* **GIVEN PROBLEM**: Return the whole listing, line for line, without the pictures in it.

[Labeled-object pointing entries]
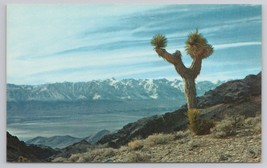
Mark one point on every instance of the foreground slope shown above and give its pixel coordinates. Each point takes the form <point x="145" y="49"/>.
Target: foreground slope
<point x="232" y="98"/>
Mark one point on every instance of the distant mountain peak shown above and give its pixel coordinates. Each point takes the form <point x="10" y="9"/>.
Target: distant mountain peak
<point x="109" y="89"/>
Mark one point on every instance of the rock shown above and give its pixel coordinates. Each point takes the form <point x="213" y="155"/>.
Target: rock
<point x="230" y="97"/>
<point x="18" y="151"/>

* **RESULT**:
Mark one point on every instance of the foreground slope shown above and give its pixel coordinates. Each point takes the form <point x="145" y="49"/>.
Target: foreground slope
<point x="232" y="98"/>
Mark one point on every instance of the distant mountain peak shown above and give its pixel coordinates. Each point takes the form <point x="10" y="9"/>.
Target: distant mountain peak
<point x="109" y="89"/>
Mark one point on every instance of the rock shown above and give its pixel coordinates. Each point takes the form <point x="213" y="155"/>.
Target: rock
<point x="230" y="97"/>
<point x="18" y="151"/>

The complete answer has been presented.